Text under study:
= Beginning of Section =

Implantable circuits for the human body are close at hand
Researchers with The Ohio State University are currently developing an inexpensive silicon circuit that mimics human body chemistry. This electronic circuit will be able to operate and work in direct contact with live tissue inside the human body and essentially lead the way with creating devices that can cure or detect a disease in its early stage where it can be treated more easily.
According to Paul Berger who works as the professor of electrical and computer engineering and physics at Ohio State, the circuit, which is made of silicon, was coated with a protective layer and then placed into a fluid. After 24 hours in the fluid, which replicated the chemistry of the human body, there was absolutely no adverse affects to be found on the circuit.
Berger says that most silicon-based circuits never worked for them because of the different chemicals in the body that interfere with the electrical signals.

= End of Section =

Exercises to complete:
1) Return the portion of the passage on implantable circuits from "Implantable circuits for" up to and including "on the circuit.", copied word for word.
2) Answer these about the passage on implantable circuits:
(a) Which university are the researchers with?
(b) How long was the circuit kept in the fluid?
(c) According to Berger, why did most silicon-based circuits never work for them?
3) Continue the passage on implantable circuits from the point where it stops.
Nothing in the material that comes next is needed here.

Provided data:

= Beginning of Section =

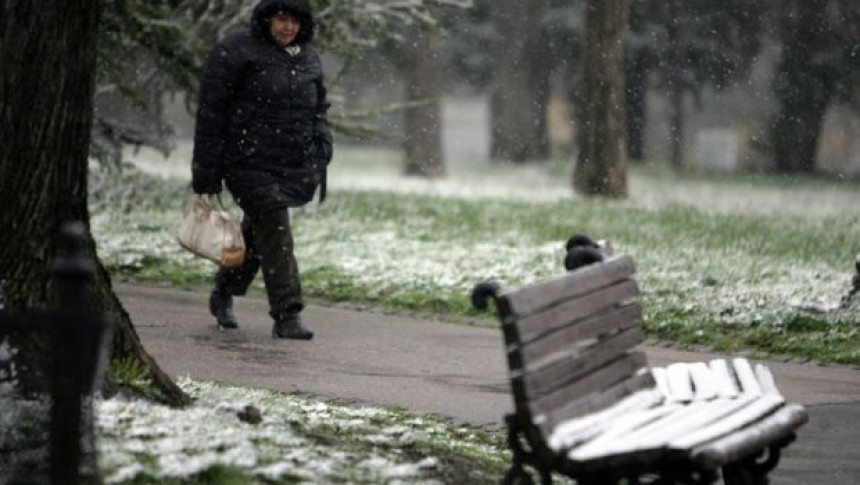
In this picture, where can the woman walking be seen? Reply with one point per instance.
(262, 130)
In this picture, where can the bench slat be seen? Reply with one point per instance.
(705, 383)
(538, 296)
(746, 377)
(734, 422)
(590, 403)
(736, 446)
(575, 431)
(597, 381)
(568, 366)
(726, 386)
(684, 419)
(537, 324)
(680, 383)
(607, 322)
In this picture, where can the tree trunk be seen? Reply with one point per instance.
(637, 90)
(520, 92)
(423, 143)
(601, 167)
(676, 86)
(805, 87)
(48, 54)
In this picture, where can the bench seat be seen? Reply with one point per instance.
(705, 418)
(588, 405)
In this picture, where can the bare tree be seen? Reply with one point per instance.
(601, 167)
(48, 54)
(423, 72)
(520, 91)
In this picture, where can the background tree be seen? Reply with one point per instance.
(150, 48)
(520, 91)
(820, 66)
(423, 64)
(601, 167)
(46, 101)
(686, 47)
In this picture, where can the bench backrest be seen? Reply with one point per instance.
(570, 343)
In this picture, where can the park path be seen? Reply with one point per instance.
(455, 371)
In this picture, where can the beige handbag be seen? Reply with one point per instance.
(212, 234)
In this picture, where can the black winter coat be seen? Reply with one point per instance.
(261, 120)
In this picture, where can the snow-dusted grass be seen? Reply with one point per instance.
(298, 440)
(727, 261)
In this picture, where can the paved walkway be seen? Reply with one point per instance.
(451, 370)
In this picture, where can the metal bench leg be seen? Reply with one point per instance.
(753, 470)
(516, 473)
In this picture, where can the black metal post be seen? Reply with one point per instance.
(75, 336)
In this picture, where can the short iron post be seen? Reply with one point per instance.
(75, 337)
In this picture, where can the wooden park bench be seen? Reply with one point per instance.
(587, 405)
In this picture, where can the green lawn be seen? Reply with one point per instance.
(732, 262)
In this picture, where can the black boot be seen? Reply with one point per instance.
(221, 307)
(289, 325)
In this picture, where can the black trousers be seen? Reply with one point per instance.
(268, 244)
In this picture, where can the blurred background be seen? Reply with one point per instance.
(728, 86)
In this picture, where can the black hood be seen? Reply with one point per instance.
(265, 9)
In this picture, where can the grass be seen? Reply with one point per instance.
(298, 440)
(767, 277)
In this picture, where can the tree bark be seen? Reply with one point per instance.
(520, 92)
(637, 91)
(805, 86)
(423, 143)
(601, 167)
(48, 54)
(675, 84)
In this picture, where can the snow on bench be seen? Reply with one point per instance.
(588, 406)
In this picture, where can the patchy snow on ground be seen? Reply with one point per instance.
(391, 257)
(298, 439)
(381, 169)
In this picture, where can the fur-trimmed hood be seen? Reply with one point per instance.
(265, 9)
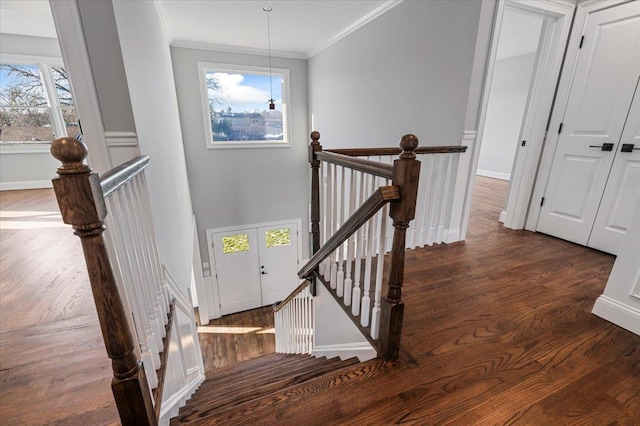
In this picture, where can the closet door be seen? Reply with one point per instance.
(603, 87)
(622, 192)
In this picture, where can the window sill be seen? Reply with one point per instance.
(247, 144)
(25, 148)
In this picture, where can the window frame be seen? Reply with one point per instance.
(204, 67)
(45, 65)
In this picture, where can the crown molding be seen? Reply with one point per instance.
(362, 21)
(236, 49)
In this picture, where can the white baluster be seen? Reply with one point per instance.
(355, 306)
(148, 348)
(348, 281)
(375, 312)
(323, 214)
(161, 288)
(329, 219)
(335, 225)
(366, 298)
(426, 174)
(341, 219)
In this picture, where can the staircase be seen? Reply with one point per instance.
(236, 394)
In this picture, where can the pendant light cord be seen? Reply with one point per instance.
(269, 40)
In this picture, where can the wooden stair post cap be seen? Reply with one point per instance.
(71, 153)
(408, 143)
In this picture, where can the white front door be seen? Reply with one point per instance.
(255, 265)
(603, 87)
(278, 261)
(237, 263)
(622, 192)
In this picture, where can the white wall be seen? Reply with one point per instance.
(620, 302)
(507, 101)
(147, 62)
(241, 186)
(32, 166)
(407, 71)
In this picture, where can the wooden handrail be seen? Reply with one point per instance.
(82, 205)
(118, 176)
(379, 198)
(293, 294)
(363, 152)
(366, 166)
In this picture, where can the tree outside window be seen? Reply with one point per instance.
(36, 105)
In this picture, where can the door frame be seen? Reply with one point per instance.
(562, 98)
(215, 309)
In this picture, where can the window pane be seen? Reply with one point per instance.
(25, 125)
(71, 122)
(278, 237)
(239, 106)
(235, 243)
(62, 85)
(20, 85)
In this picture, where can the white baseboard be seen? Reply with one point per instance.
(363, 350)
(492, 174)
(172, 405)
(451, 236)
(618, 313)
(25, 184)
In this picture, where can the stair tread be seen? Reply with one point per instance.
(249, 391)
(231, 387)
(249, 410)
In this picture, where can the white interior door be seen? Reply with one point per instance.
(237, 262)
(622, 192)
(603, 87)
(278, 261)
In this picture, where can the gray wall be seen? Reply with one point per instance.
(408, 71)
(147, 61)
(507, 100)
(103, 45)
(30, 46)
(242, 186)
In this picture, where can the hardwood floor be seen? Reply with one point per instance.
(497, 330)
(53, 364)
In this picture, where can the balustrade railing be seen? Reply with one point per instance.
(293, 319)
(351, 201)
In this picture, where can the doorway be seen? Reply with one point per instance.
(531, 61)
(516, 56)
(254, 265)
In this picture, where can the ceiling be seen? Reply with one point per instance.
(298, 28)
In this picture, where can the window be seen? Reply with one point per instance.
(35, 104)
(235, 102)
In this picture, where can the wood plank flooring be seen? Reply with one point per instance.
(497, 330)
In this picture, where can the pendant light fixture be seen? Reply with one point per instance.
(272, 104)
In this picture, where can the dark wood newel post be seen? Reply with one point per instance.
(314, 148)
(406, 172)
(75, 185)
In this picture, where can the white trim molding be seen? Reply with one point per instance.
(363, 350)
(121, 139)
(383, 8)
(618, 313)
(187, 44)
(27, 184)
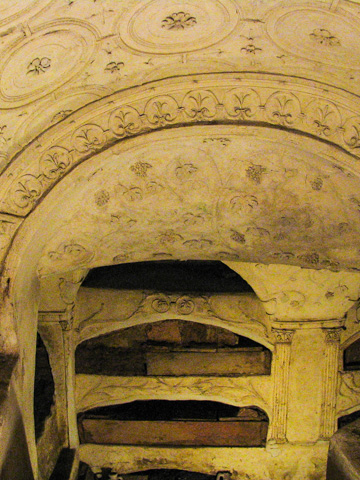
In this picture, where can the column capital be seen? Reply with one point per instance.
(283, 335)
(332, 335)
(66, 319)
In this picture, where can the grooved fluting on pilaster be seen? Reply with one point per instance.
(281, 367)
(329, 383)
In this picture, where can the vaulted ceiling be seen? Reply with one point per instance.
(205, 129)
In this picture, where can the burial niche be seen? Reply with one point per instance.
(198, 276)
(43, 388)
(352, 356)
(172, 348)
(174, 423)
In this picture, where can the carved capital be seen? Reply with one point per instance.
(332, 335)
(66, 320)
(282, 335)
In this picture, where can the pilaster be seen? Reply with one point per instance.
(281, 369)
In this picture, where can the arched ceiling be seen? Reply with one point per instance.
(244, 124)
(209, 192)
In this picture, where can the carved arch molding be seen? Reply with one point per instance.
(297, 107)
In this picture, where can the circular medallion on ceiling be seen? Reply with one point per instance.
(13, 10)
(34, 66)
(168, 27)
(316, 34)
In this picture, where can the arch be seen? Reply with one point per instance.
(30, 194)
(190, 100)
(175, 423)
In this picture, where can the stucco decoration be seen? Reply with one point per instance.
(95, 390)
(8, 227)
(295, 293)
(13, 11)
(316, 33)
(210, 98)
(52, 55)
(163, 27)
(286, 462)
(110, 310)
(229, 195)
(349, 391)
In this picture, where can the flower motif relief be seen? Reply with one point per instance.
(89, 138)
(113, 67)
(55, 162)
(28, 190)
(255, 173)
(324, 37)
(125, 121)
(39, 65)
(178, 21)
(140, 168)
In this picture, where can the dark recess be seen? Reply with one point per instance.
(43, 389)
(169, 276)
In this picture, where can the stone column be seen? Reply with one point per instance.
(66, 323)
(330, 382)
(281, 369)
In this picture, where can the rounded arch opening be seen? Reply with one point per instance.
(175, 423)
(172, 348)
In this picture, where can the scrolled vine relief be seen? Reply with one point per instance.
(185, 305)
(178, 21)
(211, 104)
(351, 132)
(125, 121)
(283, 108)
(242, 103)
(161, 304)
(55, 162)
(89, 138)
(107, 390)
(161, 110)
(322, 36)
(200, 105)
(27, 191)
(38, 65)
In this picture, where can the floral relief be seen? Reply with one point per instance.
(124, 121)
(89, 138)
(243, 203)
(169, 237)
(185, 171)
(161, 110)
(140, 168)
(323, 37)
(102, 197)
(283, 109)
(200, 105)
(55, 162)
(39, 65)
(242, 103)
(178, 21)
(27, 191)
(256, 173)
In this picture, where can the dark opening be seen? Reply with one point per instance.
(160, 474)
(347, 419)
(175, 348)
(43, 389)
(174, 423)
(169, 276)
(352, 356)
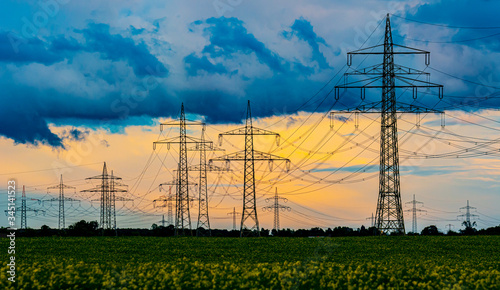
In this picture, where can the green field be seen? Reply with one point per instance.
(256, 263)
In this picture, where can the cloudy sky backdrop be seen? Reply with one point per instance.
(85, 82)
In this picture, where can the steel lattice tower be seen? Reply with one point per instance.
(203, 168)
(276, 207)
(468, 215)
(389, 214)
(61, 199)
(389, 211)
(249, 220)
(24, 209)
(182, 216)
(234, 214)
(166, 202)
(414, 211)
(108, 187)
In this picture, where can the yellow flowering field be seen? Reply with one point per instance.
(256, 263)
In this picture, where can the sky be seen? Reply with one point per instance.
(88, 82)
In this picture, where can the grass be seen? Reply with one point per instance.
(303, 263)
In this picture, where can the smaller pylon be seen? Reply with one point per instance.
(372, 219)
(24, 208)
(61, 199)
(166, 201)
(276, 207)
(234, 214)
(414, 211)
(468, 216)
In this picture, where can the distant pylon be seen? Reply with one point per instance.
(372, 219)
(108, 187)
(162, 222)
(182, 216)
(276, 207)
(203, 168)
(166, 201)
(234, 214)
(61, 199)
(249, 220)
(414, 211)
(468, 215)
(24, 208)
(389, 214)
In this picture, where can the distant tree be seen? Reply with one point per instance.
(431, 230)
(83, 228)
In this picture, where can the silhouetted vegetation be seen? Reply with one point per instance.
(87, 229)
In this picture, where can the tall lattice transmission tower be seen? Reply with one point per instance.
(275, 207)
(249, 220)
(468, 216)
(61, 200)
(24, 209)
(414, 209)
(108, 186)
(203, 225)
(234, 214)
(388, 76)
(182, 216)
(166, 201)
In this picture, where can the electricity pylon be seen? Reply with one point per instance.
(389, 215)
(182, 217)
(175, 198)
(108, 187)
(372, 219)
(249, 220)
(276, 207)
(61, 199)
(24, 208)
(166, 201)
(203, 168)
(414, 211)
(234, 214)
(162, 222)
(468, 215)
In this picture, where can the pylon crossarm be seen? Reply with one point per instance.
(207, 146)
(368, 50)
(178, 123)
(173, 140)
(209, 167)
(378, 69)
(59, 186)
(258, 156)
(119, 198)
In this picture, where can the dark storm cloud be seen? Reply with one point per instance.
(228, 36)
(33, 50)
(195, 64)
(304, 31)
(116, 47)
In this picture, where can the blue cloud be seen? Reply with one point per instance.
(116, 47)
(194, 64)
(16, 50)
(304, 31)
(228, 36)
(23, 123)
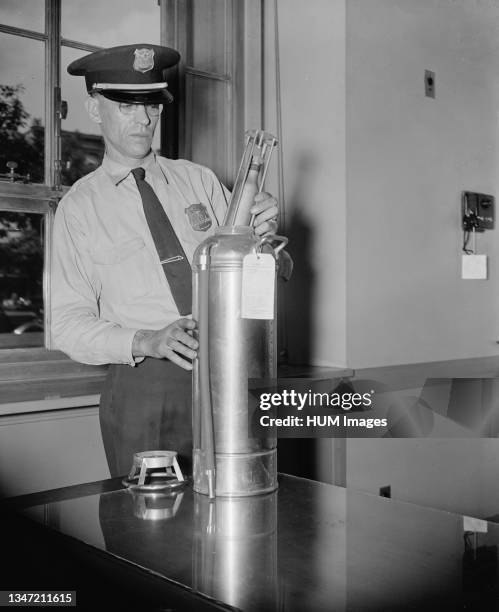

= End of Section =

Answers:
1)
Implantable circuits for the human body are close at hand
Researchers with The Ohio State University are currently developing an inexpensive silicon circuit that mimics human body chemistry. This electronic circuit will be able to operate and work in direct contact with live tissue inside the human body and essentially lead the way with creating devices that can cure or detect a disease in its early stage where it can be treated more easily.
According to Paul Berger who works as the professor of electrical and computer engineering and physics at Ohio State, the circuit, which is made of silicon, was coated with a protective layer and then placed into a fluid. After 24 hours in the fluid, which replicated the chemistry of the human body, there was absolutely no adverse affects to be found on the circuit.

2)
(a) The Ohio State University.
(b) 24 hours.
(c) Different chemicals in the body interfere with the electrical signals.

3)
“Silicon is relatively cheap… it’s non-toxic,” Berger said. “The challenge is to bridge the gap between the affordable, silicon-based electronics we already know how to build, and the electrochemical systems of the human body.”
The story behind the creation of the circuit began when Berger inquired with the Bio-medical Engineering department about developing a way to detect special proteins that are created in the body when an organ is rejected after a recent transplant.
The sensor they experimented with was coated with a thin layer of aluminum oxide and done so to see if it would naturally block the positive and negative charges that are created from electrolytes in the body.
Both sodium and potassium, which are electrolytes, are naturally attracted to silicon where they are absorbed. This absorption of electrolytes would ruin a circuit’s ability to operate correctly so the team began testing whether electrolytes could be blocked from entering silicon with a layer of aluminum oxide. The aluminum oxide layer that was coated on the circuit was quite effective with preventing the silicon from absorbing anything the human body would naturally produce.
The research team claims that this is a big leap with developing long-term electrical sensors that can help doctors determine how much anti-rejection medicine a patient might need after an organ transplant.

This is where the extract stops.